**Assignment**
Reproduce word for word the lines between the one containing "Each instance of the monitor" and the end of the entries below, both inclusive; leave out pictures.

(Photo-based referring expression data)
·····
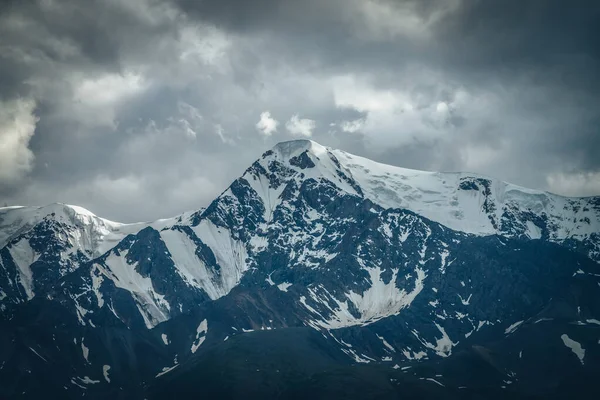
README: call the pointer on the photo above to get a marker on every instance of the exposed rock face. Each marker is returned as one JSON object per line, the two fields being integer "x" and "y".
{"x": 389, "y": 266}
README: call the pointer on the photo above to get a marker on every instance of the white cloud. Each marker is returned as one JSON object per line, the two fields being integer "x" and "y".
{"x": 300, "y": 126}
{"x": 267, "y": 125}
{"x": 96, "y": 100}
{"x": 17, "y": 126}
{"x": 352, "y": 126}
{"x": 574, "y": 184}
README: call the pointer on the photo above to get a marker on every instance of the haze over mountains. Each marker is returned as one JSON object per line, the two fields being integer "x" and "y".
{"x": 317, "y": 273}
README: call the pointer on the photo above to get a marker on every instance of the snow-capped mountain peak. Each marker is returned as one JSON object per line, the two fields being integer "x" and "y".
{"x": 465, "y": 202}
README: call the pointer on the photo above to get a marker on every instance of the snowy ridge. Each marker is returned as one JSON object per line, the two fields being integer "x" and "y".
{"x": 464, "y": 202}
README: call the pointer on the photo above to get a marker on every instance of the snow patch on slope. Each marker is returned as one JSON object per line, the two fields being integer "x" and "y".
{"x": 379, "y": 301}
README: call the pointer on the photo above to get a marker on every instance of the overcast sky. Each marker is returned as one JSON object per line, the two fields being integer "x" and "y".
{"x": 142, "y": 109}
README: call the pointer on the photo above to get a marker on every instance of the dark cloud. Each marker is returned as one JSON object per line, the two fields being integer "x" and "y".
{"x": 145, "y": 108}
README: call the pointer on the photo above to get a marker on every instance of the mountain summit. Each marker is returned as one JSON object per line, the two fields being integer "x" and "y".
{"x": 422, "y": 284}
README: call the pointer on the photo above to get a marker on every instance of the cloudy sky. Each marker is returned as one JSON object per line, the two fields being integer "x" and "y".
{"x": 141, "y": 109}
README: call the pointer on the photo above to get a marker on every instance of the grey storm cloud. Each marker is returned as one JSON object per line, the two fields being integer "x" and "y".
{"x": 143, "y": 109}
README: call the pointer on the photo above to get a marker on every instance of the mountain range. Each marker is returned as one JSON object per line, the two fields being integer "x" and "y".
{"x": 316, "y": 273}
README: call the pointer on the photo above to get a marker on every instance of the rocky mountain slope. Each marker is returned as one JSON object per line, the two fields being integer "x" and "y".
{"x": 402, "y": 275}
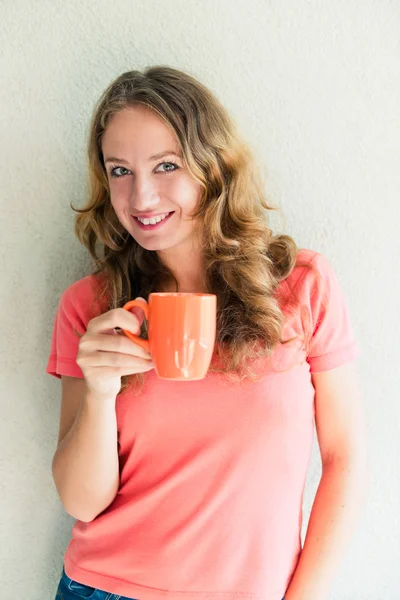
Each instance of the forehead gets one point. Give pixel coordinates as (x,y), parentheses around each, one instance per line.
(137,129)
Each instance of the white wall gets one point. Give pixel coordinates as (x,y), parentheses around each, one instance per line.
(315,88)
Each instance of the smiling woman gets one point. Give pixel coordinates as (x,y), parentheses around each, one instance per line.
(194,488)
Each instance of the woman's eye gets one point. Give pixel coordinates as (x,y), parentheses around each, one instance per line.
(173,165)
(113,172)
(169,168)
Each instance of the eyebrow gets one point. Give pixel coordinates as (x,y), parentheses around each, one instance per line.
(154,157)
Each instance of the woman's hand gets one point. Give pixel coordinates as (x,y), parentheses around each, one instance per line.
(104,355)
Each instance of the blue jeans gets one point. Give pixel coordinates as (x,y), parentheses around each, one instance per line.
(69,589)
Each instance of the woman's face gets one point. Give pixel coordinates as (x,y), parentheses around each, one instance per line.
(152,193)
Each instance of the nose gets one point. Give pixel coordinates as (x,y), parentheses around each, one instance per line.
(145,195)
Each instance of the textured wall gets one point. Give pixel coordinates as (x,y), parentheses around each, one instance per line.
(315,88)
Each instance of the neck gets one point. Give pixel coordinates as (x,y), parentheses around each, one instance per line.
(190,273)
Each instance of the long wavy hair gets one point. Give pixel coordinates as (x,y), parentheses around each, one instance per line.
(244,261)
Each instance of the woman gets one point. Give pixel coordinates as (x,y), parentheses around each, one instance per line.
(194,489)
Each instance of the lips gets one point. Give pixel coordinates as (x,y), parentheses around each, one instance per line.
(152,226)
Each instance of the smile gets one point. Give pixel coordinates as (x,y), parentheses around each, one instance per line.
(150,223)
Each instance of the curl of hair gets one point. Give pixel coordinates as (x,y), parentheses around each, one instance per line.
(244,261)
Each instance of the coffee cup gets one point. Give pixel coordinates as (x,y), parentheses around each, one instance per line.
(181,333)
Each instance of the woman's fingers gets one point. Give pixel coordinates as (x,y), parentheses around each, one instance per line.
(112,343)
(117,317)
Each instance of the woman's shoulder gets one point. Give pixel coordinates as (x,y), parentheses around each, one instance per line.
(85,295)
(310,261)
(309,274)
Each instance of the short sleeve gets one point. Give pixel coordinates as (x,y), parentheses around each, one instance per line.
(76,307)
(332,341)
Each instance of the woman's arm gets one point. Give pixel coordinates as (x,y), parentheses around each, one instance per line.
(85,465)
(342,489)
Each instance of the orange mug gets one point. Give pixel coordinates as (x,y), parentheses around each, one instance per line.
(182,330)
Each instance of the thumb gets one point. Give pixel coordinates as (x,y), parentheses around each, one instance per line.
(138,312)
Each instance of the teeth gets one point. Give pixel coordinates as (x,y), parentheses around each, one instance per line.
(153,220)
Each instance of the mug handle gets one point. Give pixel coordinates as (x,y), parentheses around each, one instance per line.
(145,307)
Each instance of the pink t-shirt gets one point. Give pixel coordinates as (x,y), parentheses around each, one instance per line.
(212,472)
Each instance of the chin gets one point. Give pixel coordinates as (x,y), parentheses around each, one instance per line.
(154,245)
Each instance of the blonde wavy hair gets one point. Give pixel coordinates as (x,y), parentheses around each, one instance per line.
(244,261)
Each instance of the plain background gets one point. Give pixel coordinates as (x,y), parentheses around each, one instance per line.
(315,88)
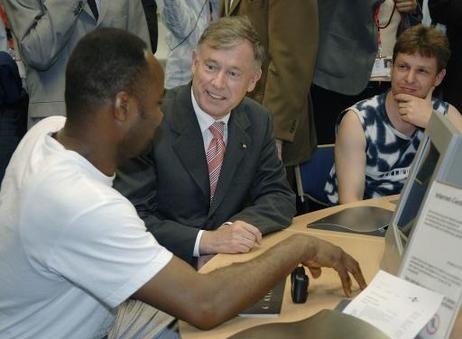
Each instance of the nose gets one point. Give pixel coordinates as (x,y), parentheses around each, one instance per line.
(219,79)
(410,76)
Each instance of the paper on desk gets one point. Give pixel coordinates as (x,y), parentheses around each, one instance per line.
(397,307)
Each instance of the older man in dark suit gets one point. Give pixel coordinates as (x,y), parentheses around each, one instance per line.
(212,181)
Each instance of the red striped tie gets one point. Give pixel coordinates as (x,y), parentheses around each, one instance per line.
(215,154)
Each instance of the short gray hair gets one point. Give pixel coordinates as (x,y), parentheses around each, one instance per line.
(228,32)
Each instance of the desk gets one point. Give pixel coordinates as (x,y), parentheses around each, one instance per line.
(326,291)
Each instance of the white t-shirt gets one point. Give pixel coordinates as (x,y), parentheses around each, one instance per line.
(71,247)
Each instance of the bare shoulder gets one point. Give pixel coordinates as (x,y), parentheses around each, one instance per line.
(350,131)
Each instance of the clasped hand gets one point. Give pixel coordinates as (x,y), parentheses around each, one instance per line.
(238,237)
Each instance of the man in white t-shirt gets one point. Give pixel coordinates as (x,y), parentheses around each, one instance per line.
(72,249)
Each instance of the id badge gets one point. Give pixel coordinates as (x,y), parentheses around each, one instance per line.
(382,67)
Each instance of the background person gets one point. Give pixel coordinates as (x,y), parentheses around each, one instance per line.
(378,138)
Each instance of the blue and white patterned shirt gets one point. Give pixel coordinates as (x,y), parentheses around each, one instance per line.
(389,153)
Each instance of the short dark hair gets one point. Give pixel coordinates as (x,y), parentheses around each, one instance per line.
(228,32)
(427,41)
(104,62)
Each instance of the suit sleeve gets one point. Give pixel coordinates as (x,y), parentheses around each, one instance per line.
(136,180)
(42,28)
(271,201)
(292,46)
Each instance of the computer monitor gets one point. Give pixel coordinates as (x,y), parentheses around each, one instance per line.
(439,157)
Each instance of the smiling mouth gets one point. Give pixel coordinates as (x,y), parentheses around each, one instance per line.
(407,90)
(215,96)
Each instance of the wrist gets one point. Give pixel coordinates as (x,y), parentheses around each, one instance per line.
(206,243)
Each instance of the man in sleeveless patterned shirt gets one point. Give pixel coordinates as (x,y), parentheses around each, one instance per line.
(377,138)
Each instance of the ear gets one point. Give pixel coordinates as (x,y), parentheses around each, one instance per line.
(195,61)
(439,77)
(121,106)
(254,80)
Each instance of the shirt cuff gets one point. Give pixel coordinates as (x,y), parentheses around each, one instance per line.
(196,244)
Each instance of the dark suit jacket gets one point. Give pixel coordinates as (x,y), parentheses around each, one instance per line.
(288,31)
(169,184)
(449,13)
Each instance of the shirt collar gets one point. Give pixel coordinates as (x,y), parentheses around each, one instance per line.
(204,119)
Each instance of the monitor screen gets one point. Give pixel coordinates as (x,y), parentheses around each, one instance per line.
(420,184)
(436,159)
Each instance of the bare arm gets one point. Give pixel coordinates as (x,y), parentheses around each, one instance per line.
(350,159)
(206,300)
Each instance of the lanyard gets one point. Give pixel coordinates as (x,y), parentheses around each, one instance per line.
(379,26)
(7,28)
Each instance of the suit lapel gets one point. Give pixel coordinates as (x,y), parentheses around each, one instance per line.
(238,142)
(188,143)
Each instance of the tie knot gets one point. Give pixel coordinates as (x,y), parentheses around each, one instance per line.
(217,129)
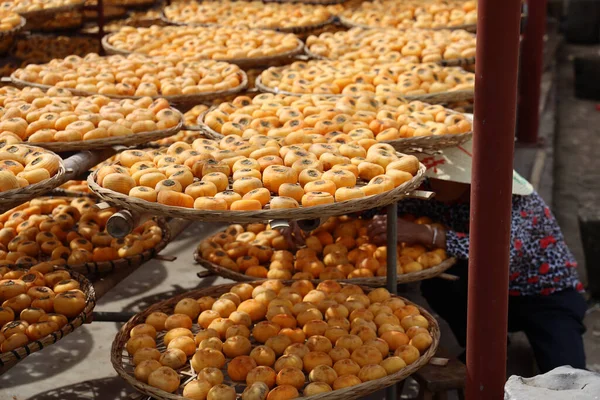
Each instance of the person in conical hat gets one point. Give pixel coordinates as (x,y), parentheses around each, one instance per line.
(544,290)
·····
**Answer**
Each instance of the monitor screen gets one point. Give pixel coordinates as (x,y), parentheses around each, one instance per line.
(420,184)
(436,159)
Each instance of the bare arm gets one point. Give pixel coordinates as (x,y), parentheses around each, one instance per line.
(350,159)
(206,300)
Each instance of the lanyard gets one point. Give pixel coordinates as (x,y), parentheses around each, one instance per line.
(379,26)
(7,28)
Each instance of the suit lapel gets one point. Give pixel coordinates as (x,y), parentheses around each, one instance per line.
(238,142)
(188,143)
Each instance of the tie knot gets one point. Give pixel coordinates as (x,y), parentheses around each, one instance per line.
(217,129)
Each instance of the person in conical hat gets one point. Give pixel coordinates as (x,y), parentheses around each, one instance per line.
(544,290)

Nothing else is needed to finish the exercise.